> _TASK OBJECTIVE_: Rewrite every one of the rows below, changing each occurrence of "distant boat" to "far-off boat" and leaving everything else as it is.

> _RECORDS PROVIDED_:

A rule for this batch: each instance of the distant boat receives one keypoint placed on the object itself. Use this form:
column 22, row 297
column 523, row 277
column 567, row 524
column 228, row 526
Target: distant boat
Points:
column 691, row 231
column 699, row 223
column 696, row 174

> _IN RESPONSE_:
A rule for this batch: each instance of the far-off boat receives one keypoint placed on the object itself. Use this form:
column 22, row 297
column 523, row 277
column 567, row 524
column 228, row 526
Target: far-off boat
Points:
column 691, row 231
column 699, row 223
column 696, row 174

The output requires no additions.